* **Task directions**
Repeat verbatim only the lines from the opening of the material below through the one that contains "--hole-rule=even-odd".

* **Material provided**
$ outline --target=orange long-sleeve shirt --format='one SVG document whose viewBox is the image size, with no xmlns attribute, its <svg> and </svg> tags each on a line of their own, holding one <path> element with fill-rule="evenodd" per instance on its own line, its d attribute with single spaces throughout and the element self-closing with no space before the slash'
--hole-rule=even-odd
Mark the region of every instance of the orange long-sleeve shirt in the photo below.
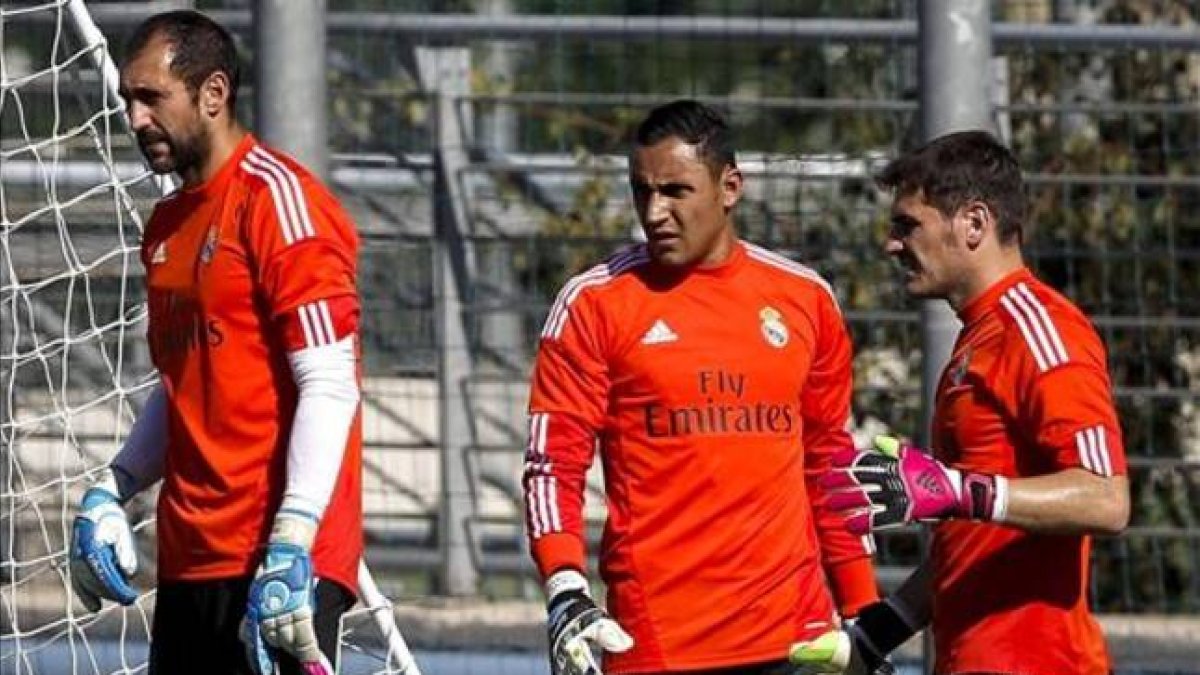
<svg viewBox="0 0 1200 675">
<path fill-rule="evenodd" d="M 1021 269 L 960 313 L 937 391 L 934 454 L 1013 478 L 1125 473 L 1104 346 L 1069 300 Z M 938 673 L 1104 675 L 1087 606 L 1090 538 L 950 521 L 934 531 Z"/>
<path fill-rule="evenodd" d="M 247 134 L 203 185 L 167 197 L 142 241 L 150 354 L 168 400 L 159 576 L 249 576 L 283 497 L 297 390 L 287 353 L 356 332 L 358 237 L 334 197 Z M 313 547 L 358 587 L 355 419 Z"/>
<path fill-rule="evenodd" d="M 831 289 L 761 248 L 671 280 L 633 246 L 564 286 L 533 375 L 527 517 L 544 575 L 584 569 L 598 445 L 601 574 L 635 641 L 606 672 L 782 659 L 831 626 L 830 583 L 845 613 L 875 599 L 869 542 L 816 492 L 851 444 L 850 396 Z"/>
</svg>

* **Solution to the problem**
$ outline --target=orange long-sleeve shirt --format='one SVG document whose viewBox is the image size, with no xmlns attribute, its <svg> and </svg> tags each on a line of their own, holding one <path> element with fill-rule="evenodd" per instance on its own line, its d attribute with single spaces throughout and the element self-closing with no space before the slash'
--hole-rule=even-odd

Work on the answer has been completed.